▶ _Work instructions_: Present every line of the material below as a numbered list, omitting blank lines and leaving out the pictures.

▶ _Material to process_:
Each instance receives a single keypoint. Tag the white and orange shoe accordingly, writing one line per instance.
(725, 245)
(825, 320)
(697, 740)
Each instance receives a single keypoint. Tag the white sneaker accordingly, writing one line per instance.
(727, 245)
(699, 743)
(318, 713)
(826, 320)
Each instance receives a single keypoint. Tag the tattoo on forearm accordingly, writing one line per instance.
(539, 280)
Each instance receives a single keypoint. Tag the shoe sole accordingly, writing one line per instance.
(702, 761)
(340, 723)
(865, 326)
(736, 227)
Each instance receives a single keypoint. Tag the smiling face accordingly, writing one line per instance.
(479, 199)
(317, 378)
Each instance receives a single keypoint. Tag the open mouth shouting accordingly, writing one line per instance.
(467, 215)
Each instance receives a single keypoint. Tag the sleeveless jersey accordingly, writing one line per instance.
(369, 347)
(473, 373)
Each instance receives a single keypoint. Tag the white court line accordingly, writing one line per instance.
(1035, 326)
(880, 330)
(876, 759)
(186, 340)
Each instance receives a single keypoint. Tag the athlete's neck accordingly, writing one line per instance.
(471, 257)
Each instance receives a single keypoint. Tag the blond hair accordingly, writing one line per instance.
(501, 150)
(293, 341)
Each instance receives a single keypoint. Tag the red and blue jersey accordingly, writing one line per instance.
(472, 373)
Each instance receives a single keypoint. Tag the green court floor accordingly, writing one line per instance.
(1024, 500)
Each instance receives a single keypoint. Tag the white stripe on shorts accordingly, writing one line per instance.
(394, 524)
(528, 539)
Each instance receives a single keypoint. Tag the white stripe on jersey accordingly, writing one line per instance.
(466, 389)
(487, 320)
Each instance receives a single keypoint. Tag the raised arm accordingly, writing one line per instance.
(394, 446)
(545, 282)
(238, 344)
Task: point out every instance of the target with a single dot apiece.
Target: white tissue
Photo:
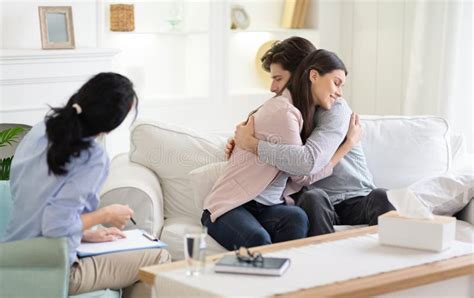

▶ _Solution_:
1. Each instance receives a single keypoint. Tag the white and orange shoe accordingly, writing one line per instance.
2. (725, 245)
3. (825, 320)
4. (697, 740)
5. Each instance receives a single keypoint. Tag the white sneaker accordingly, writing one line per instance.
6. (727, 245)
7. (699, 743)
8. (318, 713)
9. (826, 320)
10. Each instance receives a single keypoint. Tag the tattoo on forearm accordingly, writing one line per instance.
11. (539, 280)
12. Each instance receives a single keypoint. Tag the shoe sole accordingly, writing one line per instance.
13. (702, 761)
14. (340, 723)
15. (865, 326)
16. (736, 227)
17. Each instance receives a single keypoint. Tag the smiling face accordingly, writing one line per instance.
18. (479, 199)
19. (317, 378)
20. Each instance receives a single keypoint. Tag the open mouth shouting accordingly, writing one line per instance.
21. (467, 215)
22. Each instance receives a single keypoint. Tag the sleeveless jersey accordingly, writing one line per instance.
23. (369, 347)
24. (473, 373)
25. Each instance receives a single keypoint. Tag the white court line accordingly, writing one line per instance.
26. (1035, 326)
27. (880, 330)
28. (876, 759)
29. (186, 340)
30. Each instance receives a single keypoint. Tag the athlete's neck accordingly, writing one line per instance.
31. (471, 257)
32. Each instance receives a single keypoint. Tag the blond hair accordingly, writing one line per instance.
33. (501, 150)
34. (293, 341)
35. Each instance receives a single keypoint. Tag the red and blue jersey accordingly, writing one line per instance.
36. (472, 373)
37. Each instance receives a single keypoint. Tag the green court floor accordingly, writing one line per instance.
38. (1024, 500)
39. Each instance receives a single keypoint. Tag the white stripe on shorts accordingly, writing one line per instance.
40. (394, 524)
41. (528, 539)
42. Each instance receives a single keypoint. Tag the white stripe on jersey accordingly, writing one line per instance.
43. (466, 389)
44. (487, 320)
45. Each instance receives a single keypoint. Tag the raised arm accordingly, writing one line per instance.
46. (394, 446)
47. (545, 282)
48. (238, 344)
49. Task: point out every instance of the target with a single dot apiece.
50. Target: white tissue
51. Photo:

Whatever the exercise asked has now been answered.